Exercise objective:
Copy out the entries below exactly as they stand, but only from the line containing "Target: blue sky" through the line containing "Tag a single point on each instance of the grass".

(Records from a data collection)

════════════════

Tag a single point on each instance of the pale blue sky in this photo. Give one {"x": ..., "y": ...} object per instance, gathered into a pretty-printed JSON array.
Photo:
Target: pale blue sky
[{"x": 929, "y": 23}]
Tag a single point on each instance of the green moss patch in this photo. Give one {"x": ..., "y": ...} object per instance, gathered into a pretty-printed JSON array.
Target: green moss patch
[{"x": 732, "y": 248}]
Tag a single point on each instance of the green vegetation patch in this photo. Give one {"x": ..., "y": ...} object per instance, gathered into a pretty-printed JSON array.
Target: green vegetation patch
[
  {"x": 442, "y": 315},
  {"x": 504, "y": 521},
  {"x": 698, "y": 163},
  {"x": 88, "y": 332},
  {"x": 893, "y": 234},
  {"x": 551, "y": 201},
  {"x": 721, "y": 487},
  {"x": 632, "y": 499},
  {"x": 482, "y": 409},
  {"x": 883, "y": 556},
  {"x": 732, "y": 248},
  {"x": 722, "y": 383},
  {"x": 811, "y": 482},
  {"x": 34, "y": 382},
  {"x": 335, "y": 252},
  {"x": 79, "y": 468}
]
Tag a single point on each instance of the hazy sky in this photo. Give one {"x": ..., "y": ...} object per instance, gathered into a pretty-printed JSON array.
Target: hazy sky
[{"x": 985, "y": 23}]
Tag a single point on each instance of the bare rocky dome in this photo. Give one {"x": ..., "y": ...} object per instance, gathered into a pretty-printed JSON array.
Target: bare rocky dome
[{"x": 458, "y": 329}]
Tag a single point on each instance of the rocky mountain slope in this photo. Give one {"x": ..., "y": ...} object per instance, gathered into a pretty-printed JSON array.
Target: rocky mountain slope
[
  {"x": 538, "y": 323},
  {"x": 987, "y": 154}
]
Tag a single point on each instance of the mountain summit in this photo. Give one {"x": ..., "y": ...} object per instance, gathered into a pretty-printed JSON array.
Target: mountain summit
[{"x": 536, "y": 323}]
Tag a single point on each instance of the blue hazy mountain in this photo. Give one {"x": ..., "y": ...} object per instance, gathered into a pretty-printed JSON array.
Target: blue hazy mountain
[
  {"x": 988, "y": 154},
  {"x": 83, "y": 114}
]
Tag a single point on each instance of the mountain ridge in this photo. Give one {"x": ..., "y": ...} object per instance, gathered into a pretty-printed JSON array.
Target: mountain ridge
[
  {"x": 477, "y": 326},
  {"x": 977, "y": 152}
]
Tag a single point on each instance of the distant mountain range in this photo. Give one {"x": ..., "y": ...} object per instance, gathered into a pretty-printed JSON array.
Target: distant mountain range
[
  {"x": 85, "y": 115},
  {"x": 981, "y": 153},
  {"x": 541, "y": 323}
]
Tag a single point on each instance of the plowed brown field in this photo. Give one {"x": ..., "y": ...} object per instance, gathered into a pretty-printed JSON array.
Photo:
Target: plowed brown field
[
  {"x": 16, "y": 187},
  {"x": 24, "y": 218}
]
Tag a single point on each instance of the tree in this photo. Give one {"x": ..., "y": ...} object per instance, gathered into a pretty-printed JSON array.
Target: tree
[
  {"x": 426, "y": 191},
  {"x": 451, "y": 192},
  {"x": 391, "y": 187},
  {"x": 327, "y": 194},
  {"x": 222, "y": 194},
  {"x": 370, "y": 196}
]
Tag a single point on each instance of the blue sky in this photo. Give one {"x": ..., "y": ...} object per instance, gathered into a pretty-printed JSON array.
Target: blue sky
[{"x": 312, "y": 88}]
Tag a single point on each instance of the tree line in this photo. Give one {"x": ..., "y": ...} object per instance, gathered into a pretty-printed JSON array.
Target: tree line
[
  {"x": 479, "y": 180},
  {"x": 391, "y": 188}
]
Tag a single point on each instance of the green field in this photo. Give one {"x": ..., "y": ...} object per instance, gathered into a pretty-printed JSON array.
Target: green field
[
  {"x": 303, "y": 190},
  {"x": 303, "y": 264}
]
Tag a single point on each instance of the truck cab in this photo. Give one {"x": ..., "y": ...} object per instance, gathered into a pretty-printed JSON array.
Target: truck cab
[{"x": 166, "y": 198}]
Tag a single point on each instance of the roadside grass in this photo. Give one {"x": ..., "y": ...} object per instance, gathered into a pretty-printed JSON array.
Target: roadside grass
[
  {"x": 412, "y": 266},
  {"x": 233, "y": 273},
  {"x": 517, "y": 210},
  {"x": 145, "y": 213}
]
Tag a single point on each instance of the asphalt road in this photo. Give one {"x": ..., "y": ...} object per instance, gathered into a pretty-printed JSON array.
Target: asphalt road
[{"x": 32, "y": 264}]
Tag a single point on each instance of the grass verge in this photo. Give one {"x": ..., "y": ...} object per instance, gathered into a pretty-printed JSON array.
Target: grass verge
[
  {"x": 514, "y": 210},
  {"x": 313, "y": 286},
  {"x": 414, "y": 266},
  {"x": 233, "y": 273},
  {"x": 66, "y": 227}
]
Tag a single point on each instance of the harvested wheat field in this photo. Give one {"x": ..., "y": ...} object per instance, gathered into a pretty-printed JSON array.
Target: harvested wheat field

════════════════

Output for this task:
Target: blue sky
[{"x": 312, "y": 88}]
Tag a single point on each instance of the tree line in this photo. Give one {"x": ..., "y": ...} object per instance, gathered into a pretty-printed JSON array.
Target: tree line
[
  {"x": 479, "y": 180},
  {"x": 391, "y": 188}
]
Tag a single point on each instance of the green field in this photo. Give one {"x": ..., "y": ...} object per instance, gathered into a pretty-printed JSON array.
Target: green field
[
  {"x": 303, "y": 190},
  {"x": 303, "y": 264}
]
Tag a single point on each instance of the truck cab in this photo. Give one {"x": ..., "y": ...} object per instance, gathered into a pretty-printed JSON array.
Target: truck cab
[{"x": 166, "y": 198}]
Tag a single point on each instance of the roadside grass in this photo. Give one {"x": ..., "y": ...} object per instance, gathered into a pretty-printed JSON array.
Target: roadside grass
[
  {"x": 412, "y": 266},
  {"x": 233, "y": 273},
  {"x": 517, "y": 210},
  {"x": 145, "y": 213}
]
Tag a single point on each instance of the asphalt road in this photo. Give one {"x": ..., "y": ...} object per instance, gathered into a pretty-printed JSON array.
Target: asphalt road
[{"x": 32, "y": 264}]
Tag a single point on each instance of the grass verge in this photo. Give one {"x": ..., "y": ...} object per instance, gathered into a pretty-printed JSON array.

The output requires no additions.